--- begin RECORDS TO USE ---
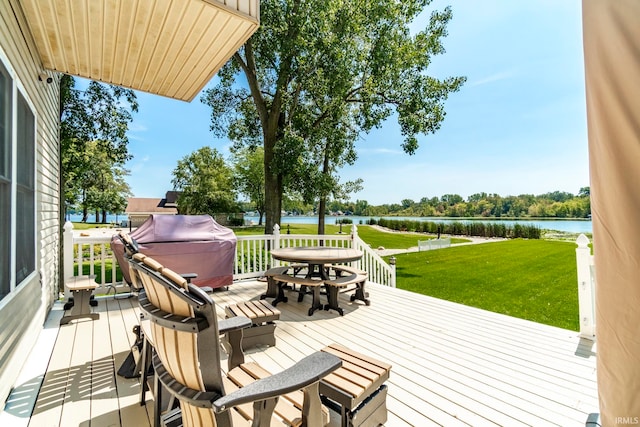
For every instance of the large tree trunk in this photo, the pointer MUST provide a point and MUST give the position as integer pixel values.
(323, 197)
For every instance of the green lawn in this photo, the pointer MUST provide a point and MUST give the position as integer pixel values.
(369, 234)
(529, 279)
(87, 225)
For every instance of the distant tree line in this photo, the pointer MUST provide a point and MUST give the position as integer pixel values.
(461, 228)
(557, 204)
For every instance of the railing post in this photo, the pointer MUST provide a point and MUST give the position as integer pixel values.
(276, 243)
(586, 288)
(68, 255)
(392, 264)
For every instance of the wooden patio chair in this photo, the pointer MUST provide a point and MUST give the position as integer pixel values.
--- end RECORDS TO USE ---
Copy out all the entries above, leaving out the pictures, with each "pointer" switched to "labeler" and everything else unchanged.

_RESPONSE_.
For every instance of the large tree trunk in this photo, the labeler MUST provide a point and MUST give the position as integer pixel values.
(323, 197)
For every instance of the green lawn in this photo, the labeler MUST provide a point and MUST give the position as integer pixel values.
(369, 234)
(529, 279)
(87, 225)
For every instance of the distant tree line in this photo, the labeler MUST provide a point and MUST give the position as integer pixel values.
(461, 228)
(557, 204)
For every instance of the railing post in this photo, the labeler MUST provide a point and MUST give the position as integer pixel values.
(276, 243)
(586, 288)
(68, 255)
(392, 264)
For every instance of the wooden patio chair in this photo, the labeler MUST provide a point and MUST give the position as integer pixel values.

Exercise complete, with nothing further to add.